/---

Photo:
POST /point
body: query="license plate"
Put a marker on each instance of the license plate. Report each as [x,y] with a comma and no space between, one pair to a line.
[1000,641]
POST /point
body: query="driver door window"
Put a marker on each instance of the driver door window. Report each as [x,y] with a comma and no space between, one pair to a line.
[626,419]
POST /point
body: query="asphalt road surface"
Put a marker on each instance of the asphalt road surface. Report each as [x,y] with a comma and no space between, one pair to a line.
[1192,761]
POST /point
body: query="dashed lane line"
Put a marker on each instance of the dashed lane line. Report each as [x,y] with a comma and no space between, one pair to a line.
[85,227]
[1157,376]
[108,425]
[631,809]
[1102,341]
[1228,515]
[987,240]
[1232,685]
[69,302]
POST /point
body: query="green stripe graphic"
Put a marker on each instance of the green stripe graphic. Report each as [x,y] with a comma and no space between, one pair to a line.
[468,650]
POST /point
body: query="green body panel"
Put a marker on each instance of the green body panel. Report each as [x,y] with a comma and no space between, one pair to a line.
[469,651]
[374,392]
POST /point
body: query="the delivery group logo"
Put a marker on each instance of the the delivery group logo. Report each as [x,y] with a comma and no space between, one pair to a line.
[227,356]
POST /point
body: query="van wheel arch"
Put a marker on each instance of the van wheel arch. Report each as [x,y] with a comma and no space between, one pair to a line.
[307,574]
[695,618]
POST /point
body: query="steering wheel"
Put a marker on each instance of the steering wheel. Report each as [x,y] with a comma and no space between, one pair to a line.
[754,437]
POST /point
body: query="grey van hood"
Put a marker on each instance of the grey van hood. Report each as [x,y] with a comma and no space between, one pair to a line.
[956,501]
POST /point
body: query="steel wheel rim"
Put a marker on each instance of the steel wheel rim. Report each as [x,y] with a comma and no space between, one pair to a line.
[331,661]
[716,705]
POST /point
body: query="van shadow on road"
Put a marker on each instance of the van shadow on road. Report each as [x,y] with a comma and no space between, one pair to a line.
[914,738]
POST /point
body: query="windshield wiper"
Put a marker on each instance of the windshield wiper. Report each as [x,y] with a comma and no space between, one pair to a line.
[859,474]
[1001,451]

\---

= To be done =
Extract every line above exactly as it stands.

= Solution to the exercise =
Photo:
POST /point
body: query="license plate"
Put a marker on each instance of the license plate. Report each as [x,y] with a comma and no space between, one pair to a line.
[1000,641]
POST /point
body: query="driver door window"
Put a marker on each instance of the driver door window. Report each as [x,y] with a comma and no space between, one pair to a line.
[626,419]
POST /point
body: query="asphalt road surface"
Put a marker on each instance of the asphalt road surface. Report each as [x,y] with a comma and no space between, one pair to a line.
[1192,761]
POST /point
body: query="dashed lane line"
Put a marker on each instance of the dashed lane line. Report each as [x,y] with a comma and no space between, one pair to a line.
[85,227]
[1157,376]
[108,425]
[631,809]
[1102,341]
[1228,515]
[987,240]
[1232,685]
[69,302]
POST /point
body: query="green stripe graphic"
Put a marker on each instance of the green stripe graphic. Report each as [x,y] with a comma and no space between, one pair to a line.
[468,650]
POST /point
body: query="green body panel"
Put a marker on each instance of the green body panel. Report each as [x,y] with a comma and no space between, one pair to a line.
[469,651]
[374,392]
POST /point
body: query="the delivery group logo"
Put a marker on each instance of the the delivery group logo. Report each as [x,y] with a comma and no space between, one pair to a line.
[227,356]
POST /point
body: query="van wheel arch"
Put a marker on each instance of the van wheel arch. Report each as [x,y] with a comma and no space between, one pair to a line.
[307,574]
[695,618]
POST /point
body: query="steering wheel"
Put a marker on each instance of the steering wheel. Report each as [x,y] with a comma and no space between, one pair to a line.
[754,437]
POST /point
body: query="grey van hood"
Put a marker on each instance of the grey van hood. Report each as [x,y] with a comma and no space between, one pair to a line.
[956,501]
POST /point
body: query="steel wheel rim"
Put a marker on each instance of the steel wheel rim. Report each as [x,y] with a comma and no space between, one pair to a line.
[331,661]
[716,705]
POST /point
body: query="van shadow on road"
Put a marker on each instance of the van shadow on road. Report each as [x,y] with a comma and no space between, one pair to a line.
[914,738]
POST /point
body: query="windshield wiper"
Put a marker on each instance of the windshield wiper. Report each as [x,y] with a comma and no space between, one pair to a line.
[859,474]
[1001,451]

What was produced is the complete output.